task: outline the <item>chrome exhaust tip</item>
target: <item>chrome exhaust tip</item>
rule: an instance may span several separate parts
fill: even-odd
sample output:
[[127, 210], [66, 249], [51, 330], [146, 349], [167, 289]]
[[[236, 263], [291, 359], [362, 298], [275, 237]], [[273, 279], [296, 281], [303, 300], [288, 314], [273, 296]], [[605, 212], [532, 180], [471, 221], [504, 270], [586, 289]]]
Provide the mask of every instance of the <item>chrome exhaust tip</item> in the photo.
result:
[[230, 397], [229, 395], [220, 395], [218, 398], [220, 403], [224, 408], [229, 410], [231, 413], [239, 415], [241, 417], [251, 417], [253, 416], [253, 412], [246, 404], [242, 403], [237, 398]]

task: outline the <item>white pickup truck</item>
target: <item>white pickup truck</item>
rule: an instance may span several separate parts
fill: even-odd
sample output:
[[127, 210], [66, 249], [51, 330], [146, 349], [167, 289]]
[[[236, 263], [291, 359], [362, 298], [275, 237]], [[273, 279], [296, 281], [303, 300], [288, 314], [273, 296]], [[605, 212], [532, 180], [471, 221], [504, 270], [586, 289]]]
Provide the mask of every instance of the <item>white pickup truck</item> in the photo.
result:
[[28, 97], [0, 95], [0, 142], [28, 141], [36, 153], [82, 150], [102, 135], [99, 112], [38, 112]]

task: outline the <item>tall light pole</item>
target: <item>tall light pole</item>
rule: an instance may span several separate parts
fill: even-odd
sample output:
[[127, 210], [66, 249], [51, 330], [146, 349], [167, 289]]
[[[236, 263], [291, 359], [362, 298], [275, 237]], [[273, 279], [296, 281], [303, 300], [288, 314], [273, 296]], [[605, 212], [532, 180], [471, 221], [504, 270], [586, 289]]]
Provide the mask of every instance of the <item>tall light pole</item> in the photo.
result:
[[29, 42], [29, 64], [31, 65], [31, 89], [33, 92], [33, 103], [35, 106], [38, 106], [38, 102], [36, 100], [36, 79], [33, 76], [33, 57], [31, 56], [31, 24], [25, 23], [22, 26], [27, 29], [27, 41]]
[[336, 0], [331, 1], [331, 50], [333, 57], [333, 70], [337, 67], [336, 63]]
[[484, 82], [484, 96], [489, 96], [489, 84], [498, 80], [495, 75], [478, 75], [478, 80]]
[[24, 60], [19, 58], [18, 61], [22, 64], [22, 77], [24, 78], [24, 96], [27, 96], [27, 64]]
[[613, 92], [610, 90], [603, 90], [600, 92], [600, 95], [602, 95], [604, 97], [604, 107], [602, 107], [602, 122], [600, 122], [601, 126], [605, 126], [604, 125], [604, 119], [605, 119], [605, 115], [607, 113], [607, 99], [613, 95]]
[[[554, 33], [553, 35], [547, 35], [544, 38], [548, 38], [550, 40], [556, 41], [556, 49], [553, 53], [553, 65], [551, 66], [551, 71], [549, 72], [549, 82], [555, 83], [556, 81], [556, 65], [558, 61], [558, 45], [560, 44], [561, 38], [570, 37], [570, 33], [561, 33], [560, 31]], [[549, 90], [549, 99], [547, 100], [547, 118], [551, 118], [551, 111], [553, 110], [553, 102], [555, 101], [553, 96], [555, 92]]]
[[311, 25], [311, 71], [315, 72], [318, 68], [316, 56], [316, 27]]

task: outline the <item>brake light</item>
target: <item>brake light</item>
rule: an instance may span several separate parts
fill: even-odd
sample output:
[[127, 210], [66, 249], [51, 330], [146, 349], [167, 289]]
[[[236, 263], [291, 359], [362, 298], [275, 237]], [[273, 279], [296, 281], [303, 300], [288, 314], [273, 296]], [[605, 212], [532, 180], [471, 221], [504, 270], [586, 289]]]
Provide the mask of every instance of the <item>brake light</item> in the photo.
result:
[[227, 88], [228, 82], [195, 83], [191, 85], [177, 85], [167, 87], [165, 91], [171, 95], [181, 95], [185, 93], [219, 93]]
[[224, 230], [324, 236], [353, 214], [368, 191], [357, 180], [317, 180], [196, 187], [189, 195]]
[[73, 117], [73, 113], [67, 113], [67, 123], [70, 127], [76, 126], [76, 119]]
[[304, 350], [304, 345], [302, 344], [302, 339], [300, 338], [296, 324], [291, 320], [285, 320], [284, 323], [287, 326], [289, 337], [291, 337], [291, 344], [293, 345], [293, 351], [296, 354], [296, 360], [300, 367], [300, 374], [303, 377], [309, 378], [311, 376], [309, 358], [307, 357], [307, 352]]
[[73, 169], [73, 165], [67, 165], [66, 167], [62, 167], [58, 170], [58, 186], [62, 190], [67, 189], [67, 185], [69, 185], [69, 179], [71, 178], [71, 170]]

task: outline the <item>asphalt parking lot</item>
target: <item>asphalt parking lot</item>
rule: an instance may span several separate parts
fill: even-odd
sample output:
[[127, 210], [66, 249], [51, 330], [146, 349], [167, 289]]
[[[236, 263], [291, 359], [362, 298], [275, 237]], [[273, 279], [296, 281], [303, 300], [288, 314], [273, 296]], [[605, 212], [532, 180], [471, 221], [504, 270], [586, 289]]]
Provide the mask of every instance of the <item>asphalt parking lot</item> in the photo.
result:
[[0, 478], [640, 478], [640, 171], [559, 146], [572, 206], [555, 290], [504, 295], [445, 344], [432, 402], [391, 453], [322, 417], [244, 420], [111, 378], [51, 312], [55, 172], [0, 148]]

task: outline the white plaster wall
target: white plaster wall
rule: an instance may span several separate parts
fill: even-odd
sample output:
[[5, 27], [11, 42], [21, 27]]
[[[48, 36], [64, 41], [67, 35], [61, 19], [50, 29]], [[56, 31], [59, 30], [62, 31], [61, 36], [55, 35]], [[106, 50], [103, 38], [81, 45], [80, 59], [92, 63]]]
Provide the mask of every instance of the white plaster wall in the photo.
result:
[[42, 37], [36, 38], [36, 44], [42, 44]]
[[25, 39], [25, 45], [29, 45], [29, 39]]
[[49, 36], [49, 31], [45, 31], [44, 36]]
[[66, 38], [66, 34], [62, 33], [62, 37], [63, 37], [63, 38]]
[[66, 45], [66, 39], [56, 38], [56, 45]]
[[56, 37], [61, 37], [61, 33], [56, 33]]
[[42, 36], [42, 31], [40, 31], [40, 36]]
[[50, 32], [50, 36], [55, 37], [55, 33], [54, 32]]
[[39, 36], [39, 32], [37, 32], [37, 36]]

- Task instructions -
How many lines of the material hold the string "exhaust"? Answer with the number only.

- Response box -
3